● Short task:
Reproduce the Boyer-Moore project page from "- Horspool Simplification: Boyer-Moore-Horspool" up to and including "vs 45ms naive!", substituting "offset" for "position" throughout.

Project 2: Boyer-Moore String Search
The Boyer-Moore algorithm with both the “bad character” and “good suffix” heuristics. This is what GNU grep uses internally.
Quick Reference
| Attribute | Value |
|---|---|
| Primary Language | C |
| Alternative Languages | Rust, C++, Zig |
| Difficulty | Level 3: Advanced |
| Time Estimate | 1 week |
| Knowledge Area | Algorithms / String Matching |
| Tooling | Custom Implementation |
| Prerequisites | Project 1 (Naive Search), understanding of suffix/prefix concepts |
What You Will Build
The Boyer-Moore algorithm with both the “bad character” and “good suffix” heuristics. This is what GNU grep uses internally.
Why It Matters
This project builds core skills that appear repeatedly in real-world systems and tooling.
Core Challenges
- Bad character table construction → maps to preprocessing patterns
- Good suffix table construction → maps to suffix analysis
- Rightmost occurrence lookup → maps to how much to skip
- Understanding why backwards scanning works → maps to algorithm intuition
Key Concepts
- Bad Character Rule: “Algorithms on Strings, Trees, and Sequences” Chapter 2.2 - Gusfield
- Good Suffix Rule: “Algorithms on Strings, Trees, and Sequences” Chapter 2.2 - Gusfield
- Skip Tables: “The Boyer-Moore Fast String Searching Algorithm” - J. Strother Moore (original paper)
- Horspool Simplification: Boyer-Moore-Horspool variant that’s simpler to implement
Real-World Outcome
$ ./boyer_moore "substantially" novel.txt
Found at position 45231
Found at position 89012
Search completed in 3ms # vs 45ms naive!

● Data lines:
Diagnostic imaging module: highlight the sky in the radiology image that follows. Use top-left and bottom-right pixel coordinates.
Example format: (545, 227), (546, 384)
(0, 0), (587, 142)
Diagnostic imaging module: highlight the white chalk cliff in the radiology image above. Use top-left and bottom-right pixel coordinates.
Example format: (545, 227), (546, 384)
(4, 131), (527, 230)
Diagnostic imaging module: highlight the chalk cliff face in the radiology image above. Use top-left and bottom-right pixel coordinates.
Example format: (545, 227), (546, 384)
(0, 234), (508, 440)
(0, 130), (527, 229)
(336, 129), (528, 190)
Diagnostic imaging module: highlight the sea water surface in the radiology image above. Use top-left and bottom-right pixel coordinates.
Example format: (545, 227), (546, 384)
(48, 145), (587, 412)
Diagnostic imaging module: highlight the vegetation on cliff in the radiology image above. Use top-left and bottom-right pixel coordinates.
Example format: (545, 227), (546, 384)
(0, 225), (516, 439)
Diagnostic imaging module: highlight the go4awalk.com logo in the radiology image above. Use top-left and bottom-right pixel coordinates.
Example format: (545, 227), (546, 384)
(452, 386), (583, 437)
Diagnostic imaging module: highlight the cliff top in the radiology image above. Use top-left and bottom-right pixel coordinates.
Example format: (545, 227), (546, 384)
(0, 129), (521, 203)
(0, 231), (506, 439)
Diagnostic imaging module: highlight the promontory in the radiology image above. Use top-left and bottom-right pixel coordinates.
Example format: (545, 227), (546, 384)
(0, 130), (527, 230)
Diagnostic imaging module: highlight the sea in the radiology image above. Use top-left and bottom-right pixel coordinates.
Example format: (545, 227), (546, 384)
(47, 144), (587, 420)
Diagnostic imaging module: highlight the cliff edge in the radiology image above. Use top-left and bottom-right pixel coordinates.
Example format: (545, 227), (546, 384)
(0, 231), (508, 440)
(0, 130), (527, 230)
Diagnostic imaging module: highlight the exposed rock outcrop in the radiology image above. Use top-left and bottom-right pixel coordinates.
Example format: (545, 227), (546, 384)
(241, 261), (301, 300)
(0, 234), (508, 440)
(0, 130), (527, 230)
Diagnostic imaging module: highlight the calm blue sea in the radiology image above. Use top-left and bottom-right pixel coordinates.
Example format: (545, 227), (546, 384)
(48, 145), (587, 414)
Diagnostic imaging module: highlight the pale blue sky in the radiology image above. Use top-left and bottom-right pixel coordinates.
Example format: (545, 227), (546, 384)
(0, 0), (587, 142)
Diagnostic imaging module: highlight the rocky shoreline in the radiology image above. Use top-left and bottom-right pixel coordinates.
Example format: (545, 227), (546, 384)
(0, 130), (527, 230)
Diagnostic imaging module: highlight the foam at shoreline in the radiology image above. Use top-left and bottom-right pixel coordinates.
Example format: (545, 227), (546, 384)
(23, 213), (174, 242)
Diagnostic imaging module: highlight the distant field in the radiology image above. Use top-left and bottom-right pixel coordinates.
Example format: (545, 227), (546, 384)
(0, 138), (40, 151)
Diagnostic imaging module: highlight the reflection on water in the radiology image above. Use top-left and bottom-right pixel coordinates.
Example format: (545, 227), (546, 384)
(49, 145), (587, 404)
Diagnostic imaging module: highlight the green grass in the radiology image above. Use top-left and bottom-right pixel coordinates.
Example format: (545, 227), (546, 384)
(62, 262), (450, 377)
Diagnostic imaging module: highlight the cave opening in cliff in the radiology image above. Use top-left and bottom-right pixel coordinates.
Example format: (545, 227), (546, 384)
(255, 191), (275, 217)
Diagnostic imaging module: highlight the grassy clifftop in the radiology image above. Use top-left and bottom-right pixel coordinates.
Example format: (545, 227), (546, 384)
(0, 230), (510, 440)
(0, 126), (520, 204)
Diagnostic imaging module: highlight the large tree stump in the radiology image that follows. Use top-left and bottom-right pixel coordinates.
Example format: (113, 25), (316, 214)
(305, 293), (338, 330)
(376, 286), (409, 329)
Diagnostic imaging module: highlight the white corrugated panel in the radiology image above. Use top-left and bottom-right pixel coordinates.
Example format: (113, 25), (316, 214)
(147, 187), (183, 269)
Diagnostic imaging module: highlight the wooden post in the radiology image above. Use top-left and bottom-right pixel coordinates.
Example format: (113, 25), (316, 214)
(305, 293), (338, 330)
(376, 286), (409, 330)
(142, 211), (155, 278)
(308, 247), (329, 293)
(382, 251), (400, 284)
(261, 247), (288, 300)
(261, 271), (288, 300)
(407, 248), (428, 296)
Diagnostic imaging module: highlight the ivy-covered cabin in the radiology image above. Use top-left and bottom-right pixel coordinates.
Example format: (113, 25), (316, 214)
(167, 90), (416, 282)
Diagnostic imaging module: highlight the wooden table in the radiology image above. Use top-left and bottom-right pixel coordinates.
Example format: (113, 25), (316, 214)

● Solved exercise:
- Horspool Simplification: Boyer-Moore-Horspool variant that’s simpler to implement
Real-World Outcome
$ ./boyer_moore "substantially" novel.txt
Found at offset 45231
Found at offset 89012
Search completed in 3ms # vs 45ms naive!